**EXERCISE**
Reproduce the complete set of records, exactly as they appear.
*** Opening PROVIDED RECORDS ***
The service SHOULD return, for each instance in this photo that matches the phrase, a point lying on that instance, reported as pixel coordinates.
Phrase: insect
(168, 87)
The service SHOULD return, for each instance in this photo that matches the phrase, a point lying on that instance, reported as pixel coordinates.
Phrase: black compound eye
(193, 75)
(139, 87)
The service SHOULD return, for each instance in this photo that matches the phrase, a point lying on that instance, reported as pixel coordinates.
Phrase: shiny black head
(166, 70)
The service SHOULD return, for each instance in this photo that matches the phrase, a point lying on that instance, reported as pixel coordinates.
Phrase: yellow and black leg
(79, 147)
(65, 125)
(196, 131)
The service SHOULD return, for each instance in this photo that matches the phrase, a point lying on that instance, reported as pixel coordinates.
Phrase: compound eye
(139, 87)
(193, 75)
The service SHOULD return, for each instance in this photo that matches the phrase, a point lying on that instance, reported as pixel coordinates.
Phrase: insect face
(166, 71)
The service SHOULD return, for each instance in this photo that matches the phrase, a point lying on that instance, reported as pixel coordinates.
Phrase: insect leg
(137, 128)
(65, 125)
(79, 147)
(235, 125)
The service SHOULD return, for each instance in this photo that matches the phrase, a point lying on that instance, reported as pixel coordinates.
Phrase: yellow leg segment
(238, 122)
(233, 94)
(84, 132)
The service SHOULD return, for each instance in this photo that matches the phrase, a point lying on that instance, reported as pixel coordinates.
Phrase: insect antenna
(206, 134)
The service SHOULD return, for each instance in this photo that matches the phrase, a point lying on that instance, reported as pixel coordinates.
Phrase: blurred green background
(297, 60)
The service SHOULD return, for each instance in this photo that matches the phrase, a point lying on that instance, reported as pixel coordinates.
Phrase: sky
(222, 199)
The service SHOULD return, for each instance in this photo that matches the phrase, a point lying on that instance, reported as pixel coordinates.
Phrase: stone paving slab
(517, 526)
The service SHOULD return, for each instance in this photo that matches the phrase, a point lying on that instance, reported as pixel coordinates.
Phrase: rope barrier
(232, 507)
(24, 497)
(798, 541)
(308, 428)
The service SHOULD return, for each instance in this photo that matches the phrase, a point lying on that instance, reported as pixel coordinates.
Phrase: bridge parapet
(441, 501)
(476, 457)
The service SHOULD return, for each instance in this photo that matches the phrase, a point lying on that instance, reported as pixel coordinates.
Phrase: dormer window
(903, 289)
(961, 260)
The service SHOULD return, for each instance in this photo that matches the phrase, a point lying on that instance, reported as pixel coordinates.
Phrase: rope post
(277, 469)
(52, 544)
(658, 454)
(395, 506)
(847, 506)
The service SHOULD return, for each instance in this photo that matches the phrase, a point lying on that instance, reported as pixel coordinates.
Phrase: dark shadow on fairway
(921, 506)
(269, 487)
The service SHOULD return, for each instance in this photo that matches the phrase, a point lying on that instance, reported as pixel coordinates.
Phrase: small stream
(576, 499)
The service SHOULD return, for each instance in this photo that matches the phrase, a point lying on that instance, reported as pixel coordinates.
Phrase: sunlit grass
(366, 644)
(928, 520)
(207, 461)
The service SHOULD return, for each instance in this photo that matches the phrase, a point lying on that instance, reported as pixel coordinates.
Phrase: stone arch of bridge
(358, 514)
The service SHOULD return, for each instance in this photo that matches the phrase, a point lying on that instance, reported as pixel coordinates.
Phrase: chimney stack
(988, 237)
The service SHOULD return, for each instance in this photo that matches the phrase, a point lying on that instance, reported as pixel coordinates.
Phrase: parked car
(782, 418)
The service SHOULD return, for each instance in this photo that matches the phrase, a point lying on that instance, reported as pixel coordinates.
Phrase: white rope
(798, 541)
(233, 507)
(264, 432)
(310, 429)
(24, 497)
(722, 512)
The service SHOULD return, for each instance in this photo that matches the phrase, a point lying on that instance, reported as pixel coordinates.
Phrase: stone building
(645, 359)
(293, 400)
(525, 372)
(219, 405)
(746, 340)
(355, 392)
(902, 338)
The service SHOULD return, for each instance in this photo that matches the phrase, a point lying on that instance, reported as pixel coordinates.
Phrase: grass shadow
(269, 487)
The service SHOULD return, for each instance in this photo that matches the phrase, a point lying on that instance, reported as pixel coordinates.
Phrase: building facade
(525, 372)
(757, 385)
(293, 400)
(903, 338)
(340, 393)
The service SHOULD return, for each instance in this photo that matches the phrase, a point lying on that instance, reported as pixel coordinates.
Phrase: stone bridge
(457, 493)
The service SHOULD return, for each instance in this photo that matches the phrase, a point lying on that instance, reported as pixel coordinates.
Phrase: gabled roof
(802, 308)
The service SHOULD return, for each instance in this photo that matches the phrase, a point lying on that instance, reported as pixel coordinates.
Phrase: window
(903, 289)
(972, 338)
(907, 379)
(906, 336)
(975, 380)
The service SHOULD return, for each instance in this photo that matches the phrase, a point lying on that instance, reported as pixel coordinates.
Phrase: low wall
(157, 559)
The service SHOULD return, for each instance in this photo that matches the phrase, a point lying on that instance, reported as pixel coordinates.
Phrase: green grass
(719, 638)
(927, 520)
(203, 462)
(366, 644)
*** Closing PROVIDED RECORDS ***
**YOUR RESPONSE**
The service SHOULD return, for each instance in this photo that matches the phrase, a point lying on that instance, reported as pixel coordinates.
Phrase: insect
(168, 87)
The service SHOULD return, for each instance in this photo that matches the phrase, a point lying on that instance, reported as pixel coordinates.
Phrase: black compound eye
(193, 75)
(139, 87)
The service SHOULD return, for each instance in this photo that matches the phrase, a point lying on that instance, reported as pixel coordinates.
Phrase: shiny black head
(166, 70)
The service SHOULD return, for each instance in this photo that matches the phrase, a point lying on that instance, reported as pixel coordinates.
Phrase: yellow and black leg
(79, 147)
(65, 125)
(196, 131)
The service SHOULD return, for each instance in this photo that matches the phrase, a point lying on that instance, reported as pixel coordinates.
Phrase: compound eye
(139, 87)
(193, 75)
The service SHOULD return, for each instance in this photo that matches the phrase, a point lying on that instance, reported as pixel coordinates.
Phrase: insect face
(166, 71)
The service SHOULD return, for each instance in this photo that matches the phrase, a point lying on that instance, reported as pixel coordinates.
Phrase: insect leg
(137, 128)
(65, 125)
(79, 147)
(235, 125)
The service SHOULD return, for each instance in this photo that matches the phrase, a point lying on that instance, reported as pixel coordinates.
Phrase: yellow leg segment
(238, 122)
(233, 94)
(84, 132)
The service SHOULD return, for each instance in this photo that matches the phrase, a point lying on that instance, reported as pixel coordinates.
Phrase: insect antenna
(206, 134)
The service SHOULD return, for each instance in this photo that matches the phrase, a point lying on that instance, reported as pixel coordinates.
Phrase: blurred green background
(297, 60)
The service SHOULD return, for each instance in this photo that matches the phrase, a point lying on that instance, reported as pixel coordinates.
Phrase: sky
(222, 199)
The service SHOULD return, for each instance in this photo that matches the phrase, a point lying on that instance, reported as pixel coordinates.
Phrase: stone paving slab
(517, 526)
The service SHOULD return, for each instance in this photo that matches the phrase, a point lying on that instance, reported as pixel coordinates.
Phrase: rope barrier
(232, 507)
(24, 497)
(798, 541)
(308, 428)
The service SHOULD return, for each instance in this photo that matches the phrase, a point lying on that instance, reported as pixel coordinates.
Phrase: bridge parapet
(441, 501)
(476, 457)
The service SHOULD return, for each instance in this photo that matches the phrase, a point lying on that instance, reported as pixel coordinates.
Phrase: dormer window
(903, 289)
(961, 260)
The service SHOULD return, for each instance in this photo that matches the phrase, a point lying on that instance, reported as pixel coordinates.
Phrase: rope post
(277, 469)
(52, 544)
(658, 454)
(395, 506)
(847, 506)
The service SHOULD return, for each instance in this photo that matches the phrase, a point lying on that instance, reported as pixel coordinates.
Phrase: dark shadow on fairway
(921, 506)
(269, 487)
The service SHOULD return, for each instance in this photo that matches the phrase, a point lying on that instance, reported as pixel coordinates.
Phrase: small stream
(576, 499)
The service SHOULD return, for each instance in this photo that matches the phrase, a point lying on that instance, reported as pixel coordinates.
Phrase: sunlit grass
(366, 644)
(928, 520)
(207, 461)
The service SHOULD return, for each instance in this photo that matches the phrase, a point lying on that instance, reported as pixel coordinates.
Phrase: stone arch of bridge
(358, 514)
The service SHOULD return, for each instance in this photo that matches the phrase, a point lying on that instance, reported as pixel coordinates.
Phrase: chimney stack
(988, 237)
The service SHOULD return, for each instance in this photo that matches the phrase, a point lying on that instance, reported as pixel coordinates.
Phrase: parked car
(782, 418)
The service SHOULD return, for each instance in this photo that matches the phrase, a point lying on that instance, reported as pixel coordinates.
Phrase: white rope
(798, 541)
(233, 507)
(264, 432)
(310, 429)
(24, 497)
(722, 512)
The service SHOULD return, for each instance in this photo that matches the phrase, a point lying on that instance, reported as pixel coordinates.
Phrase: stone building
(645, 359)
(293, 400)
(525, 372)
(219, 405)
(746, 340)
(355, 392)
(902, 338)
The service SHOULD return, for each instance in this photo that matches the phrase, a point lying on that instance, reported as pixel coordinates.
Phrase: grass shadow
(269, 487)
The service SHOULD return, for each instance in this photo that matches the phrase, a point lying on that instance, reported as pixel coordinates.
Phrase: building facade
(525, 372)
(757, 385)
(293, 400)
(903, 338)
(340, 393)
The service SHOULD return, for each instance in this photo that matches the phrase, a point lying on that instance, reported as pixel coordinates.
Phrase: stone bridge
(457, 493)
The service SHOULD return, for each instance in this photo that matches the phrase, a point lying on that instance, reported as pixel coordinates.
Phrase: gabled roof
(802, 308)
The service SHOULD return, for each instance in this photo that matches the phrase, a point lying on that instance, reported as pixel coordinates.
Phrase: window
(903, 289)
(972, 338)
(907, 379)
(906, 336)
(975, 380)
The service SHOULD return, for each instance in this photo that matches the phrase, a point lying on that instance, reported as pixel coordinates.
Phrase: low wall
(157, 559)
The service SHOULD return, for each instance in this photo that matches the phrase, a point lying on that instance, reported as pixel coordinates.
Phrase: green grass
(719, 638)
(927, 520)
(203, 462)
(366, 644)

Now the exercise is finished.